Given instruction →
Among the items below, copy out every line from the one containing "Target: tall tree" down to the one containing "[(56, 570)]", including both of those lines, without changing anything.

◇ ◇ ◇ ◇

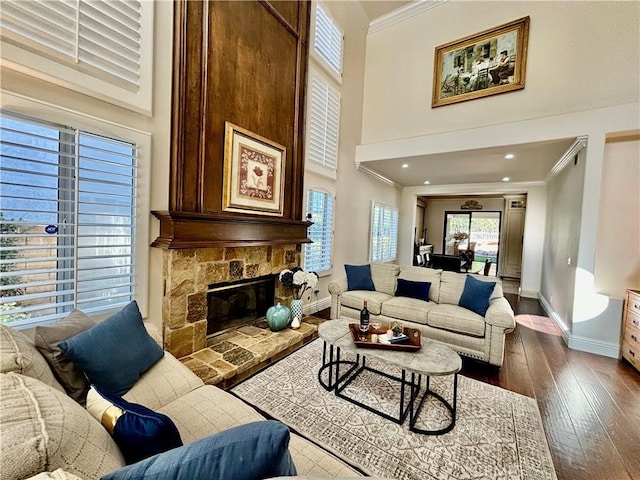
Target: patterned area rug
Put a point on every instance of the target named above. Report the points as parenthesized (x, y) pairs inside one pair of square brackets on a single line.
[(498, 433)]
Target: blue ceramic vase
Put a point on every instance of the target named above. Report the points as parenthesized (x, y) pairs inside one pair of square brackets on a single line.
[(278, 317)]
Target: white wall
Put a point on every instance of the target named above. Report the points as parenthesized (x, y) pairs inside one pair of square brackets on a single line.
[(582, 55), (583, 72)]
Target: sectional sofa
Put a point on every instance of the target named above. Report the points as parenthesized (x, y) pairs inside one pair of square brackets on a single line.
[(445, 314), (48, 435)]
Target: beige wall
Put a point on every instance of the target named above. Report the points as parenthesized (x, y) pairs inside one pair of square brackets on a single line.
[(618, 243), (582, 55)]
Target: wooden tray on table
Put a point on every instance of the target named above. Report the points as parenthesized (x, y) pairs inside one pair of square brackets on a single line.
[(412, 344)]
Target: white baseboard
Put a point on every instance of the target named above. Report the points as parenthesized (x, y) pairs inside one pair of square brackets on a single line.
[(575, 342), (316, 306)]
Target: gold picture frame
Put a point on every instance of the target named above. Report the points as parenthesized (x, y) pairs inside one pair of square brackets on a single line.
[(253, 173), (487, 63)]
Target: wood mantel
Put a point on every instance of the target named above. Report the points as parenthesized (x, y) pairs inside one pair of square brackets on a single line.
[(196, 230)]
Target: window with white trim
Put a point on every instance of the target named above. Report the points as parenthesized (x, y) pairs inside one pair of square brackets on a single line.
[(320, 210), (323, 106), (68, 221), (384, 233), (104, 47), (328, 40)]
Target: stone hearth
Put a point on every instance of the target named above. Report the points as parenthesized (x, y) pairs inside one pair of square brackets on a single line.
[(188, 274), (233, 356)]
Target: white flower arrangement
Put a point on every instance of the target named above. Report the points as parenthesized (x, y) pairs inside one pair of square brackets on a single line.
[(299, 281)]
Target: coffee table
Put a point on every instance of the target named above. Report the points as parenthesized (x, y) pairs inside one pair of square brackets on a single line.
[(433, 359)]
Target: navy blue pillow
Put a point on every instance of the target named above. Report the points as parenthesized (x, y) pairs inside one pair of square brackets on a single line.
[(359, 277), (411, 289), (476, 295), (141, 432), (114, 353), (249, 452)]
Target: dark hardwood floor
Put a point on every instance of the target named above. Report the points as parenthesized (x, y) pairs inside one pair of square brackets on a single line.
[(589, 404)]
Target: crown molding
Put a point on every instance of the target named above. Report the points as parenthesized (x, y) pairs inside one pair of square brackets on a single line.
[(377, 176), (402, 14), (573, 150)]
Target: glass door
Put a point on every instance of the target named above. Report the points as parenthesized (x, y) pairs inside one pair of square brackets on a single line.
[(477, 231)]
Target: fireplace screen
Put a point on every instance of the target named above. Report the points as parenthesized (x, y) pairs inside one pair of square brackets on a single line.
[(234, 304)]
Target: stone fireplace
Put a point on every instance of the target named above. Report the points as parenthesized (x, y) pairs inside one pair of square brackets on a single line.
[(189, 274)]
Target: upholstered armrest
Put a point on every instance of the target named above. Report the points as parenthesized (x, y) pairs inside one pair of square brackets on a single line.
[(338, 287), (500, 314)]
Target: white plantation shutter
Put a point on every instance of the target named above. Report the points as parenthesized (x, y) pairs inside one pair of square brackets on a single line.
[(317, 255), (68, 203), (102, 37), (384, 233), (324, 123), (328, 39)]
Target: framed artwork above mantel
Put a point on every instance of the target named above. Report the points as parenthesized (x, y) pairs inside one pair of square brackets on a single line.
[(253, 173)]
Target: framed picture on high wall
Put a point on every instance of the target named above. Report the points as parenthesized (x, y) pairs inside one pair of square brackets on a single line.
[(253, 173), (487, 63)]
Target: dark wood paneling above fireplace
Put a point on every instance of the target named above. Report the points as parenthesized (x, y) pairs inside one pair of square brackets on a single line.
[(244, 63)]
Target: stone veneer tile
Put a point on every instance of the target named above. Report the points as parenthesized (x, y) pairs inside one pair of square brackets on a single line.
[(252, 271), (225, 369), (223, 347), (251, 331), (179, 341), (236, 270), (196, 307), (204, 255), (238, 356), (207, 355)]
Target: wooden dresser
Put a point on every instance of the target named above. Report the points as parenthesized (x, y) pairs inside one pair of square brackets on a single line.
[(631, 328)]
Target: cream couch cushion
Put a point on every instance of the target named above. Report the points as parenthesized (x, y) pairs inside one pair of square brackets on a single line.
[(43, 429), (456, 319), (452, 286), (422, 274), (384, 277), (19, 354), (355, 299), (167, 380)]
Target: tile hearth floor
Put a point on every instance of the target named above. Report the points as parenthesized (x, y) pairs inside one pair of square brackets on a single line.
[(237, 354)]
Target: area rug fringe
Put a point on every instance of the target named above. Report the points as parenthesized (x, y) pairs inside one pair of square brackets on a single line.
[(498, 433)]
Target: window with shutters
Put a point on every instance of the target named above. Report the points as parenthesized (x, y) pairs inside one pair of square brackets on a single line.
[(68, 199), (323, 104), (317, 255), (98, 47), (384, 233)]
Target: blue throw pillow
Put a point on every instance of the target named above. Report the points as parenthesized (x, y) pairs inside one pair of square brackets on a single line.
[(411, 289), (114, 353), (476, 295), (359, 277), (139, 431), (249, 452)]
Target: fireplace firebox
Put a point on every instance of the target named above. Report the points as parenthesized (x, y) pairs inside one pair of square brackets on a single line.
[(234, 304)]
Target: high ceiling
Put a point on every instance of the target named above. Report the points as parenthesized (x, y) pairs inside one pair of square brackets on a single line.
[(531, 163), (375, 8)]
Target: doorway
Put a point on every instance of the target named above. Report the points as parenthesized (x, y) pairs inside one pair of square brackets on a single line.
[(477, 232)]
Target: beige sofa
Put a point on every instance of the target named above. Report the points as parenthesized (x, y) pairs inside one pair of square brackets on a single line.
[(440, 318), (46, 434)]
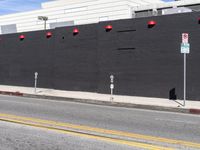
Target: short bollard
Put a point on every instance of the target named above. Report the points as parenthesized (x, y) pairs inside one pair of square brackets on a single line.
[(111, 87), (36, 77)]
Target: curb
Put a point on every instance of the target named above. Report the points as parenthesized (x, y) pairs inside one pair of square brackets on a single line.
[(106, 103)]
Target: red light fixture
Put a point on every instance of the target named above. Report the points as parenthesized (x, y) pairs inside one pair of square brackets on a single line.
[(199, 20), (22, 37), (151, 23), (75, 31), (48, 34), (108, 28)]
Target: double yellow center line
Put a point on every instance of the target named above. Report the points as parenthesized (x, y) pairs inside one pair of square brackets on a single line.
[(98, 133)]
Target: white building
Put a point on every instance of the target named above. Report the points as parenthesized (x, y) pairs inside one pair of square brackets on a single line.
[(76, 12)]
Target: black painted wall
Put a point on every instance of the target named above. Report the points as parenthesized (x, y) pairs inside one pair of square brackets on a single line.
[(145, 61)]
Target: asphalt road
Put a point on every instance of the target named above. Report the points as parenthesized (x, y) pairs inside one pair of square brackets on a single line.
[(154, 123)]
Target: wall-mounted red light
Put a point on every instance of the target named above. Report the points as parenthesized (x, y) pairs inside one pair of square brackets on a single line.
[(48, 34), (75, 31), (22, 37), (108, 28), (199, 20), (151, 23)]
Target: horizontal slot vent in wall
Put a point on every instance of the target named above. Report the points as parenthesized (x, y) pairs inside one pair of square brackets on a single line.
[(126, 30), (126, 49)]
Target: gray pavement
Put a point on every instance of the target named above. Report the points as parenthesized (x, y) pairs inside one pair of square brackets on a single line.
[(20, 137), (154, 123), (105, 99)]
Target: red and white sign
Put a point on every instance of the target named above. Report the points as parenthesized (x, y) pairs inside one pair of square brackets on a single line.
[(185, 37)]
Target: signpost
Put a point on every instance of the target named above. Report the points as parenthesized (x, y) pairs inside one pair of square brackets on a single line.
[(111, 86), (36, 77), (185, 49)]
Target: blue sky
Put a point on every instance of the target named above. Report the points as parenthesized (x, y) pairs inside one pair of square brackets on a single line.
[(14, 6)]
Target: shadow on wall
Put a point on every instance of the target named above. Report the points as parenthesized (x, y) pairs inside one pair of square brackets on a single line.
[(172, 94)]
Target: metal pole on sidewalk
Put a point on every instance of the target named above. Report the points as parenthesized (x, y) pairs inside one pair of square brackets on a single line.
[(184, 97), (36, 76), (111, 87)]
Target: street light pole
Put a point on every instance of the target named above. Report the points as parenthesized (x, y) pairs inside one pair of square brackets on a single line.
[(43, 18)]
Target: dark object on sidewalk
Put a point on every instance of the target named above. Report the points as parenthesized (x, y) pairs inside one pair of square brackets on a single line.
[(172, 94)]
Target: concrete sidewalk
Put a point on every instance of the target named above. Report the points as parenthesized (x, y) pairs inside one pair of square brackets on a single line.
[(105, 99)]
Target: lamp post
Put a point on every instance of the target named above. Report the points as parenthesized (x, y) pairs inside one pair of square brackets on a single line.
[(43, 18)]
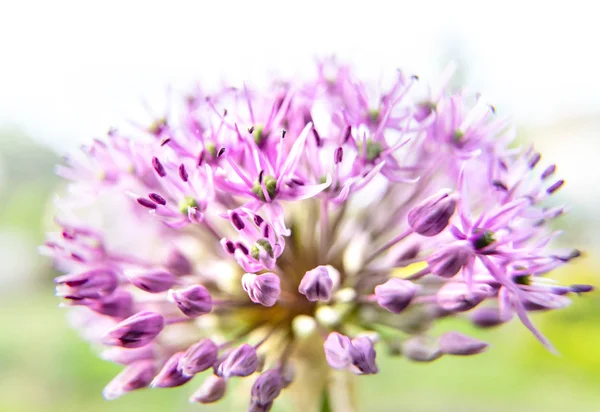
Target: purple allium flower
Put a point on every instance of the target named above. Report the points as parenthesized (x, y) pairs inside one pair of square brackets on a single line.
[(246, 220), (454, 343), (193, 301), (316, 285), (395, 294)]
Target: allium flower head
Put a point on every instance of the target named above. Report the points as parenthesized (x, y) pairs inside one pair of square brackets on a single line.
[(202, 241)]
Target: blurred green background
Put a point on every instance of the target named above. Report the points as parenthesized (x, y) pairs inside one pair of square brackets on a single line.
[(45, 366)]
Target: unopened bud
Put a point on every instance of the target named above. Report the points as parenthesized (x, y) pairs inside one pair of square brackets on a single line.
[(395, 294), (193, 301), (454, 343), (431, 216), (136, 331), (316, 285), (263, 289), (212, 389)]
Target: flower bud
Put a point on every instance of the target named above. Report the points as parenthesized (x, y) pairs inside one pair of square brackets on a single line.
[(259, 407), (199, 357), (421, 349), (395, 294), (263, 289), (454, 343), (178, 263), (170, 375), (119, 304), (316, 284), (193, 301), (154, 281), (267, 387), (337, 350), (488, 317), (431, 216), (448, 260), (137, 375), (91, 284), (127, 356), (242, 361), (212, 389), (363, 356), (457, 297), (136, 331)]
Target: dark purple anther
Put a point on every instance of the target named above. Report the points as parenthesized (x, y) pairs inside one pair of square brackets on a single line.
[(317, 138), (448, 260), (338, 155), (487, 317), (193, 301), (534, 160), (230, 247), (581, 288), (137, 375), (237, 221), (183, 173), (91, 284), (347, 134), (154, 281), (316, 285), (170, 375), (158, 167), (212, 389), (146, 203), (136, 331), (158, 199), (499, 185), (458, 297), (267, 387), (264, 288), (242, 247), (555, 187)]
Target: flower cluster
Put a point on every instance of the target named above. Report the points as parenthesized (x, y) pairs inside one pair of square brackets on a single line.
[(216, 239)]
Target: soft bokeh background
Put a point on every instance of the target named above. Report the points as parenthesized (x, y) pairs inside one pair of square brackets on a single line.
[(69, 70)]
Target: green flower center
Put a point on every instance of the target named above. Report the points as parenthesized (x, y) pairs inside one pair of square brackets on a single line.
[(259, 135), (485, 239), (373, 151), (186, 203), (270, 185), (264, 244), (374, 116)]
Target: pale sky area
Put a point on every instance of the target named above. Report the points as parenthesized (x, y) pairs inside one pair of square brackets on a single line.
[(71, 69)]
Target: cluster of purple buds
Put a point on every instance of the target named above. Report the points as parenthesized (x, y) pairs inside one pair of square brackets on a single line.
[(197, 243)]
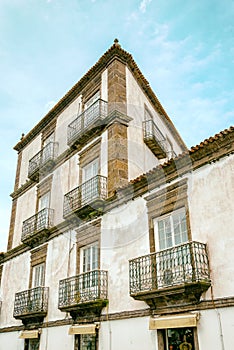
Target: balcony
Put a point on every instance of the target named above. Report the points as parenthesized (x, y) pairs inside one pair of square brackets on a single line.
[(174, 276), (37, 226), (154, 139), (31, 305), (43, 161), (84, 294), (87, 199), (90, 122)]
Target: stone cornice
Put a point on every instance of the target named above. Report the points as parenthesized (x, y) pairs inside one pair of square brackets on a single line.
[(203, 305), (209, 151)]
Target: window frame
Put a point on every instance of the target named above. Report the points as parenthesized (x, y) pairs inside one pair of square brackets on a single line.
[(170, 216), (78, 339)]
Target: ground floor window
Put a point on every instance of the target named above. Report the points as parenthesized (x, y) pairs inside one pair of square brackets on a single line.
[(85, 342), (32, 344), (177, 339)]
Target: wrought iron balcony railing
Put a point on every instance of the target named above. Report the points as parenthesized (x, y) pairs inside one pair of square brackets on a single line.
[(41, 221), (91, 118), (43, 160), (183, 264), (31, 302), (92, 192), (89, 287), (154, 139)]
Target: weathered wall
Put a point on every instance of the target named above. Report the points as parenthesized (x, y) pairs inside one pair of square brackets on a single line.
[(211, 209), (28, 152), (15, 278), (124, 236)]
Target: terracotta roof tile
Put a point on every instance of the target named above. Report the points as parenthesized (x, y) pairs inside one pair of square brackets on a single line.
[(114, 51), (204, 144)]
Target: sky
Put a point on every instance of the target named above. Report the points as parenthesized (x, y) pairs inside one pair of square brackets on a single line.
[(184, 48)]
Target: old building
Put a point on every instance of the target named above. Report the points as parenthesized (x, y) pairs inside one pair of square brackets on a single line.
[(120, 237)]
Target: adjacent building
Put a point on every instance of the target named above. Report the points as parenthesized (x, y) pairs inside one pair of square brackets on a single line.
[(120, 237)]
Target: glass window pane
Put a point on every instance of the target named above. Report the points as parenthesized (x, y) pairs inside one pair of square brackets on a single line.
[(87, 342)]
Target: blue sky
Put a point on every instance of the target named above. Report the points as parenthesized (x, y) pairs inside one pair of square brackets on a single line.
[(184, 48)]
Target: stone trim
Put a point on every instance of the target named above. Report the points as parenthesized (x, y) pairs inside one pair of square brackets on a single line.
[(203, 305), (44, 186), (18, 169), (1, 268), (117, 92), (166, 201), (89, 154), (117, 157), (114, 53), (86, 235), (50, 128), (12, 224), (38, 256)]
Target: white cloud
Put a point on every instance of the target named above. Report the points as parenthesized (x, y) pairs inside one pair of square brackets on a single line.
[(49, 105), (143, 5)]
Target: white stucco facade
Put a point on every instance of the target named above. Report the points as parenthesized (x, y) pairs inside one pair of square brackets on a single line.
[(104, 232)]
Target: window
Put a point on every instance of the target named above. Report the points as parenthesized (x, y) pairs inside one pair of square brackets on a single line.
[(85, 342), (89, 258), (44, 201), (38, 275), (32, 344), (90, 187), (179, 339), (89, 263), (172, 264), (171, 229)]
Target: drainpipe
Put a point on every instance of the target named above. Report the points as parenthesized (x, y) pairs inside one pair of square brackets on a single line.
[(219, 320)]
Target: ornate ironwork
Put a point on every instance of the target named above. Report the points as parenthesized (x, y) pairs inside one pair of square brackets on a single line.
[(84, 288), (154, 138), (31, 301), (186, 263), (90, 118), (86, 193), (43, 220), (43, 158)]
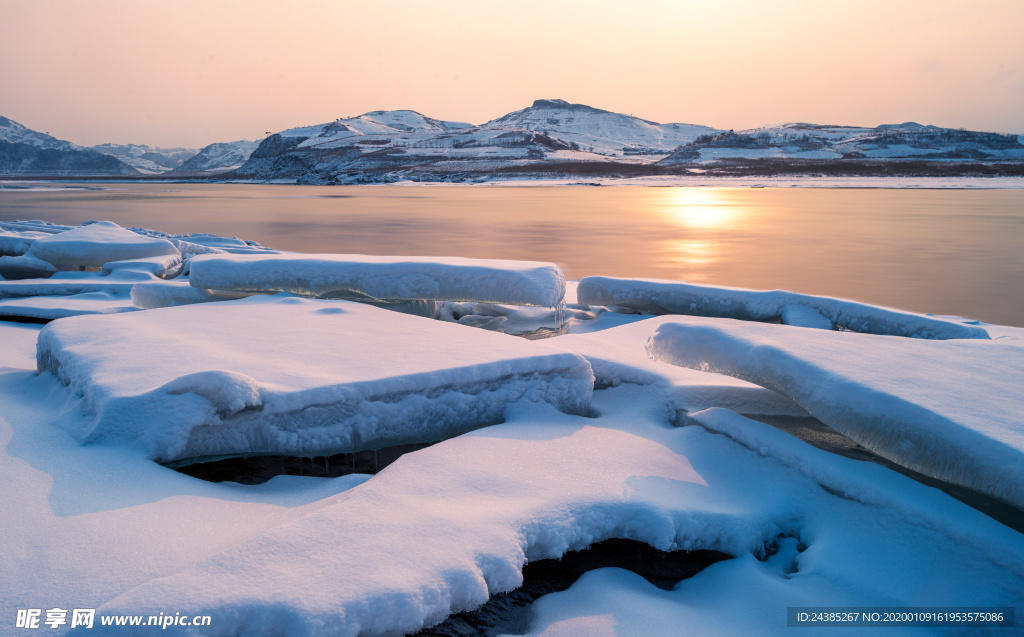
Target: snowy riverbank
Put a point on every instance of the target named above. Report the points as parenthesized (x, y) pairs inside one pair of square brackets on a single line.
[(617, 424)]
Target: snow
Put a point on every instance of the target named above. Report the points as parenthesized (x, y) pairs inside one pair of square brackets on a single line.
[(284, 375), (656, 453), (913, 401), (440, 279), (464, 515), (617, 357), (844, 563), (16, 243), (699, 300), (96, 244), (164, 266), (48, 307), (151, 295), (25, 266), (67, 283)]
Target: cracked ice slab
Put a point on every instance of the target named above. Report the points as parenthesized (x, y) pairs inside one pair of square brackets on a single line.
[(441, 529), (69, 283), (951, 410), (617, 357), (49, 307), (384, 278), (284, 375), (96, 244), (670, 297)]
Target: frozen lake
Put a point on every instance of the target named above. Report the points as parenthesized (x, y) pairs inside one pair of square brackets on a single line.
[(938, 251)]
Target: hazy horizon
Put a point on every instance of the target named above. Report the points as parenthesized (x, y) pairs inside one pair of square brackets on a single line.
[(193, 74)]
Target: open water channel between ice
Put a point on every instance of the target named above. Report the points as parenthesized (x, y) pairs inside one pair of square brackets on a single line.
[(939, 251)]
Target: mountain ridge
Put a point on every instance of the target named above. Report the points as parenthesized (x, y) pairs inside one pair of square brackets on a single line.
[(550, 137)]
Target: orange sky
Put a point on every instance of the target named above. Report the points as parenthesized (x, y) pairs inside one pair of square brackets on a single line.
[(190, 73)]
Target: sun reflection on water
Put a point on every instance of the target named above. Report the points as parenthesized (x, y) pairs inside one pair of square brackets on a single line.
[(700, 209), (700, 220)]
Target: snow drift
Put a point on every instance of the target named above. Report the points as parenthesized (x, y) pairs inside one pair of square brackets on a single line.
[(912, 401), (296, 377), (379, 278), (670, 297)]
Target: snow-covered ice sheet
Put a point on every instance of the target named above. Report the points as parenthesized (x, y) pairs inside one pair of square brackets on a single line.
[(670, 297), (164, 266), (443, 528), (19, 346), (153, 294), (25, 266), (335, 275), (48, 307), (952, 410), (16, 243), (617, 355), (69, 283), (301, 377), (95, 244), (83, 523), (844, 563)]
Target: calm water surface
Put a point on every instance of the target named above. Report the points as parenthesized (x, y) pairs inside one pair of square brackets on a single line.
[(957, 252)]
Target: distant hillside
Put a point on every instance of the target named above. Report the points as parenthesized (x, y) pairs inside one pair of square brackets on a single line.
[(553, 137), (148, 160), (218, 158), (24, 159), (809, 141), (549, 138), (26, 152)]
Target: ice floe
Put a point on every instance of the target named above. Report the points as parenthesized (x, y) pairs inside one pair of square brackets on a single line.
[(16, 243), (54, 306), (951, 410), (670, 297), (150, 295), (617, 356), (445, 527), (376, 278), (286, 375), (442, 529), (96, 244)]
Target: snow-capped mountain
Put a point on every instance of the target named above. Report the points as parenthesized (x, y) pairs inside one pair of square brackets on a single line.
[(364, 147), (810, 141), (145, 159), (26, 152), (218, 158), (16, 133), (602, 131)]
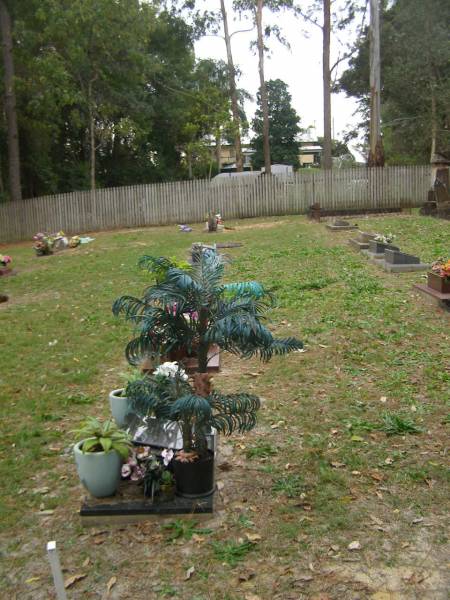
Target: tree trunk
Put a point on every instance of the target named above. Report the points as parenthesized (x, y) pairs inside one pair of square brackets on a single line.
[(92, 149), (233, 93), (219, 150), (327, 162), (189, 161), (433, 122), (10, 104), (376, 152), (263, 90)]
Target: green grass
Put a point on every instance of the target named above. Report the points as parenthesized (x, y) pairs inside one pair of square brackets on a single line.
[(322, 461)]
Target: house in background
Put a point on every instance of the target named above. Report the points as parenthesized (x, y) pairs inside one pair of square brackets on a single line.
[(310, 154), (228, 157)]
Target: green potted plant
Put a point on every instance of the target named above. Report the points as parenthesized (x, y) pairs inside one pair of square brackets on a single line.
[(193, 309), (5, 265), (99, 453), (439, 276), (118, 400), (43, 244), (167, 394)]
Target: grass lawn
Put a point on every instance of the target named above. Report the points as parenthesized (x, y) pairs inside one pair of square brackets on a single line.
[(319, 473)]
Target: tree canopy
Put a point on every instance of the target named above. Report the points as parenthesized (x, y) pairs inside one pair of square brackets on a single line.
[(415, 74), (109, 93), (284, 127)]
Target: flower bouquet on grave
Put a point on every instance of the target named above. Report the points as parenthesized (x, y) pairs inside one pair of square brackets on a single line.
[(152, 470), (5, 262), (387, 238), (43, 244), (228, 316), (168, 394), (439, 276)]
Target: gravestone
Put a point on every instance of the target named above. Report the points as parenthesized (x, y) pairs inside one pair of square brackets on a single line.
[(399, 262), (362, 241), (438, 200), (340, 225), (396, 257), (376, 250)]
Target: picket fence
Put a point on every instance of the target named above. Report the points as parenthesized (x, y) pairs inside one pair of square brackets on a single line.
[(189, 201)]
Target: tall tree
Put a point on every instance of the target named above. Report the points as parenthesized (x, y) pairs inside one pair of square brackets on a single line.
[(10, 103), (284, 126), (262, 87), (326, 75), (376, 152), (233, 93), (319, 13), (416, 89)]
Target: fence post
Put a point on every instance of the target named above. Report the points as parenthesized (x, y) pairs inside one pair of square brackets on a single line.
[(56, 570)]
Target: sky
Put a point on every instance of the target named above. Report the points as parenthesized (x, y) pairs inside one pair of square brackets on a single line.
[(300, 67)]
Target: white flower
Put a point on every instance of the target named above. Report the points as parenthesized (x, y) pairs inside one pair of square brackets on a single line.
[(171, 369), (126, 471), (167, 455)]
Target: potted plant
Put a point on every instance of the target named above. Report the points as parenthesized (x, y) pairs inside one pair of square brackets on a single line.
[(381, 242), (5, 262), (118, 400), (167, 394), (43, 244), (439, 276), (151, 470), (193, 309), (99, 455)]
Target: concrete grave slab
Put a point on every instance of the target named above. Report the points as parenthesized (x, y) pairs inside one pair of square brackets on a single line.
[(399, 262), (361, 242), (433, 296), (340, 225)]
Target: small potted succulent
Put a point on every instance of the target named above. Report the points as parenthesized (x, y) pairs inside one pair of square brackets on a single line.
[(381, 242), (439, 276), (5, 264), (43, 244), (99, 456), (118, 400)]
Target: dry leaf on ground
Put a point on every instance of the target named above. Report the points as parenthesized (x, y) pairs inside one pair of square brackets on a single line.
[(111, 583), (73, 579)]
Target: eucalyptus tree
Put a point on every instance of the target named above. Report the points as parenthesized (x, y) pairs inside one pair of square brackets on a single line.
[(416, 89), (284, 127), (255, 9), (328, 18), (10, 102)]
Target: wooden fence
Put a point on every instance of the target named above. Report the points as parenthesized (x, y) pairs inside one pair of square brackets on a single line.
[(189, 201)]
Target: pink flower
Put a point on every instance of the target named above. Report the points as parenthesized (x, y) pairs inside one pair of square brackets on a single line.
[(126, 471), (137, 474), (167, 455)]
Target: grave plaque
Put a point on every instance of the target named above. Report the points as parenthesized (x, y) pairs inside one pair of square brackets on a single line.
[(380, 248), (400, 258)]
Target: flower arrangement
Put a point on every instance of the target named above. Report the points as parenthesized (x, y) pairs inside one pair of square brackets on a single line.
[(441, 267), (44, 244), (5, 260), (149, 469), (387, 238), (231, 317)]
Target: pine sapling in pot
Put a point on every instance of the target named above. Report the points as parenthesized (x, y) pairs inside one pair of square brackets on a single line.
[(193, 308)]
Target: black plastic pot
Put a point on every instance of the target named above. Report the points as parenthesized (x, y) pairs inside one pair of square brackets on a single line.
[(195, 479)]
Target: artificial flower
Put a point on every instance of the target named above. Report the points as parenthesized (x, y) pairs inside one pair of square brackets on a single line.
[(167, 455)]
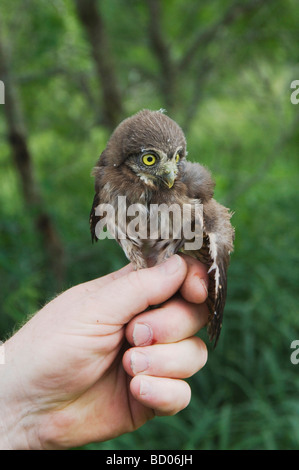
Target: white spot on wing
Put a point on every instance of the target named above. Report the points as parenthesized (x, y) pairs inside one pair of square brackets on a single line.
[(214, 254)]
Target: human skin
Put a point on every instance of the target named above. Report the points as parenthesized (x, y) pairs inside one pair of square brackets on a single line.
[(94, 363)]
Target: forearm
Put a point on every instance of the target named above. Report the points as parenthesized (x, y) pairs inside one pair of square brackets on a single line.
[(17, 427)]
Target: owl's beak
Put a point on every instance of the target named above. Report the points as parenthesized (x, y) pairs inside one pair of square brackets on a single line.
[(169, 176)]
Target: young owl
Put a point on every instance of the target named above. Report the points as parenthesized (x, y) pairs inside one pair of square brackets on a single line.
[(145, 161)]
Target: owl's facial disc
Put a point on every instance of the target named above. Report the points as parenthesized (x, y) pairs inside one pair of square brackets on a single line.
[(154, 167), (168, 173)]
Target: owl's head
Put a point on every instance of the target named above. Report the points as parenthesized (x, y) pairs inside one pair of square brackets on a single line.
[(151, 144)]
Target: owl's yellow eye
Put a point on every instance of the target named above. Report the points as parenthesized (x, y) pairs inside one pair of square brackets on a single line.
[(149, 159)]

◇ ◇ ◇ ◇

Answer to the task →
Target: tall tree
Put a point on every instance of the target named above. Report the points as parenthesized (x, y) pairs inside one pair of square brackets on a single line.
[(10, 103), (284, 126), (262, 87), (326, 75), (376, 152), (233, 93), (319, 13), (416, 89)]
Target: fence post
Put a point on every instance of the target named above. Report the points as parenthesized (x, y) pairs inside one pair of square brackets on a single line.
[(56, 570)]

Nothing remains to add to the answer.